-------- Belge metni --------

Sanıyorum biz, toplum olarak-ZENGİNLİK saydığımız- her renk ve desenden sahip olduğumuz farklı (dinsel,ırksal,sosyal/kültürel)değerlerimizle beraber henüz ortak bir paydada buluşarak özgün,örgün ve özgür bir“MİLLET” olmanın da şuursal kavramına ulaşamadık ya da “Tarihten hiç ibret almadık ve almıyoruz ki”,geçmişte atlattığımız bunca badirelere ve de şimdi geldiğimiz güçlü konuma rağmen “İki yakamız bir araya gelmiyor”,çünkü;Süper bir gücün en küçük bir tehdit,tahdit ve yaptırımıyla bile hemen apışıp kalıyor ve hangi yöne gideceğimizi şaşırıyoruz..

Hülasa!

-Biz belki toplum olarak iyi bir “Fenerbahçeli, Galatasaraylı, Beşiktaşlı vb.” oluyor ve olabiliyoruz-Lakin;Asla “Milli Ve Milli Takımlı” olamıyoruz Ve de,

-Biz belki çok iyi bir “Ak partili,CHP’li,MHP’li,İYİ Partili,HDP’li,DP’li,SP’li,vb.” oluyor ve olabiliyoruz da ancak-Asla;Hiç birimiz Ülkesi’yle Milletinin ikbal, istikbal Ve istiklalini kendi ikbal ve istikbalinden üstün tutarak öncelen iyi bir  Ülke Ve Millet yani(TÜRKİYE PARTİLİSİ)olmadık,olamadık ve asla olamıyoruz..

Çünkü!

Biz, toplum olarak-farklılığımıza rağmen henüz birbirimizi(dinleme,anlama ve kabul edip kucaklaşma ve de halleşip helalleşme) kültürüne sahip değiliz ve zaten böyle bir derdimiz de asla hiç olmadı ve yok ki;Birbirimizi insafsızca ve pervasızca ha bire öteleyip-bilinmedik mezra ve mecralara doğru savuruyoruz.

Halbuki!                                                                                                                                    Öteleyip/Savurduğumuzu sandığımız şey aslında-Bizden başka bir şey değildir ve olmayacak; Ah! Sadece Bir bunu fark etseydik!!

-------- Kayıtlı veriler --------

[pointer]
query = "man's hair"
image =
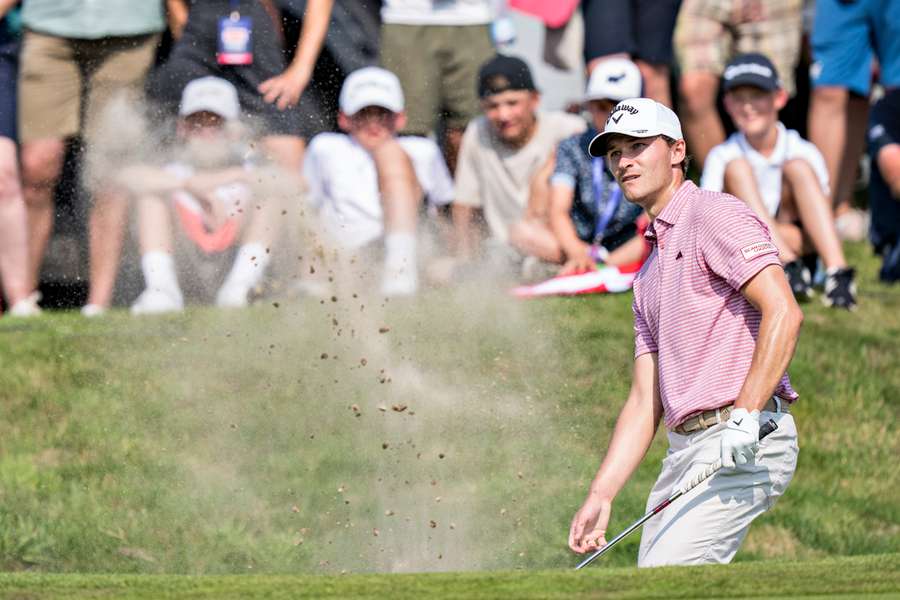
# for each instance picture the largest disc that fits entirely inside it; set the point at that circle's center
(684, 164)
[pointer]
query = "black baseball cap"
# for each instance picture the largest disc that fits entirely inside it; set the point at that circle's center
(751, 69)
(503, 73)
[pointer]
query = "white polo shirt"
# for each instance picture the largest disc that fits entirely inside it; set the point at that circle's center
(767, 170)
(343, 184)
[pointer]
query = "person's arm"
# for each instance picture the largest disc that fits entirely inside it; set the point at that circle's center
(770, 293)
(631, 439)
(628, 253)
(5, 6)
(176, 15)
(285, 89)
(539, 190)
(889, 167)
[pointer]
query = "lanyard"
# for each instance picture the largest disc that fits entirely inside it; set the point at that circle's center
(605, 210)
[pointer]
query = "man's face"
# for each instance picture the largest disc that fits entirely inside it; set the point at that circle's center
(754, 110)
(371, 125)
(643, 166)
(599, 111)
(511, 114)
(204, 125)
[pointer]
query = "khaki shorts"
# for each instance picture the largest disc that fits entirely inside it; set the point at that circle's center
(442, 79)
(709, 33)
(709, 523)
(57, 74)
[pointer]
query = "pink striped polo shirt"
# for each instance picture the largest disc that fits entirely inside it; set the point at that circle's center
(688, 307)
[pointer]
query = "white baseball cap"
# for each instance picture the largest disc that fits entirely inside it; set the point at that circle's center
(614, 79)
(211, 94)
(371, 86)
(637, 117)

--------
-------- Kayıtlı veriler --------

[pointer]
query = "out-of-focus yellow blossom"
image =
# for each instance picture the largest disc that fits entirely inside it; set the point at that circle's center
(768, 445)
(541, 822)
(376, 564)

--------

(Yapılacak işler)
1 - Belge metninde adı geçen siyasi partilerin hepsini listeleyin.
2 - Belge metnine göre aşağıdaki soruları yanıtlayın:
(a) Birinci paragrafta parantez içinde sayılan değer türleri nelerdir?
(b) Taraftarlığı örneklemek için hangi spor kulüpleri anılıyor?
(c) Toplumun sahip olmadığı söylenen kültür hangi eylemlerden oluşuyor?
3 - Belge metnini son cümlesinden sonrasıyla sürdürün.
Kayıtların belge metniyle herhangi bir bağlantısı yoktur.

(Görev yanıtları)
1 - Ak Parti, CHP, MHP, İYİ Parti, HDP, DP, SP

2 -
(a) Dinsel, ırksal ve sosyal/kültürel değerler.
(b) Fenerbahçe, Galatasaray ve Beşiktaş.
(c) Birbirini dinleme, anlama, kabul edip kucaklaşma ve halleşip helalleşme.

3 -
Fark eder miyiz?                                                                                                                                                Aslında-Hepimiz de bunu çok-çok fark ediyoruz-Ancak;Hayata geçirmedikten, yaşamadıktan Ve yaşatmadıktan sonra “FARK” etmenin ne önemi var ki!!

Demem o ki!                                                                                                                                                                

  Siz önce kendinize/Milletinize-İnsanınıza ve onun sosyal,tarihi ve kültürel değerlerine dönüp(akıl ve ferasetinizle,vicdan,mizan ve erdeminizle,sevgi, şefkat ve merhametinizle) Yüzleşmedikçe;Öylesine,tarihin ve bölgenin şımarık Çocukları-şamar oğlanları “İSRAİL VE YUNANİSTAN” gibi kendini ve haddini bilmezlere ha bire “HAD” bildirmenizin fazla da bir anlam ve önemi yoktur..Sanıyorum,biz YUNAN’I İzmir’de denize dökerken-Ege deniziyle beraber bütün Akdeniz’i de-Kendilerine verdik,ki;O günden beri “DENİZDEN” çıkmıyorlar. Halbuki!                                                                                                                                                         Denize düşen yılana sarılır,bunlar nedense denize sarınmış;Galiba,kendilerini can havliyle denize attıkları/atladıkları için olmalı..Neyse,elbet bir gün çıkar ya da nefesleri tükenir..

Bu manada!

Eğer Siz(Kendinize,Rabbinize,Halkınıza,Hakkınıza Ve Haddinize) dönmeyi bilir ve “İHLASEN” hulus-u kalple inanarak dönebilirseniz-Asla hiç merak etmeyin;Her ne “MURADINIZ” varsa “ALLAH” onu elbet-Size rücu ettirip-döndürecektir..

SON/SÖZ;

ÇATI’YI!

Yani “Binasının çatısını sağlam tutanların temeline asla su sızmaz” Unutmayınız!

Ve yani!

Ya “BİZ” olan/bitenden kendimize hiçbir ders almadık,ya da “BİZE” düşman bildiklerimize anlayabilecekleri unutulmaz bir ders vermeyi hiç bilmedik;Yoksa asla böyle olur muydu??..

Sevgilerimle..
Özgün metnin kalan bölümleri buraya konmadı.